# SOURCE RECORDS
--------
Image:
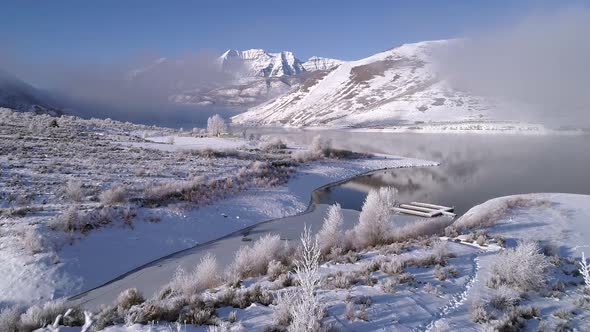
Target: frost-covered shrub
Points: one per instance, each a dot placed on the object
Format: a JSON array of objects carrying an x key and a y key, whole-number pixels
--------
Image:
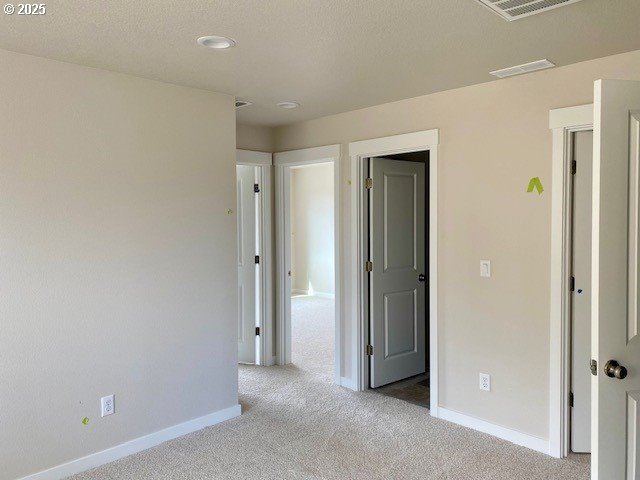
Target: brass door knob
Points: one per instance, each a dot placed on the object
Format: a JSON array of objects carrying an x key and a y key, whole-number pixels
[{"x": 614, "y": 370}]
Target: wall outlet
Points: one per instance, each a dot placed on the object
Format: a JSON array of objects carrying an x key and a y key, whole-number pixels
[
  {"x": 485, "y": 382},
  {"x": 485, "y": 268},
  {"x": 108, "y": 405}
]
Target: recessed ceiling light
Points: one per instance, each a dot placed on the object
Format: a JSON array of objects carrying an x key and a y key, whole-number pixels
--------
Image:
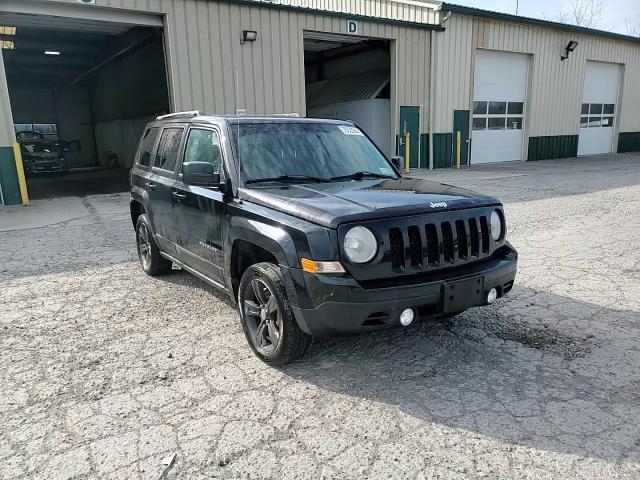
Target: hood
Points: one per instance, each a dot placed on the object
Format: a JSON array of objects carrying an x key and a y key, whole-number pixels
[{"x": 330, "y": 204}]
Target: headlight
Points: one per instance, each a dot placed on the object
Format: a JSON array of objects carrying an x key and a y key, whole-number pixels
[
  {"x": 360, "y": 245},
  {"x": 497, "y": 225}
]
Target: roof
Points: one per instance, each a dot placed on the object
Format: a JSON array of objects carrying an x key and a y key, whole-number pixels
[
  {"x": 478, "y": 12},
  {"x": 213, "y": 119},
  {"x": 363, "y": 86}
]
--------
# AIM OF THE TASK
Locate every line in the items above that contains the word "Target", and copy each such line in full.

# RESULT OF THE TASK
Target: frost-covered shrub
Target: brass door knob
Target: wall outlet
Target: recessed ceiling light
Target: hood
Target: headlight
Target: roof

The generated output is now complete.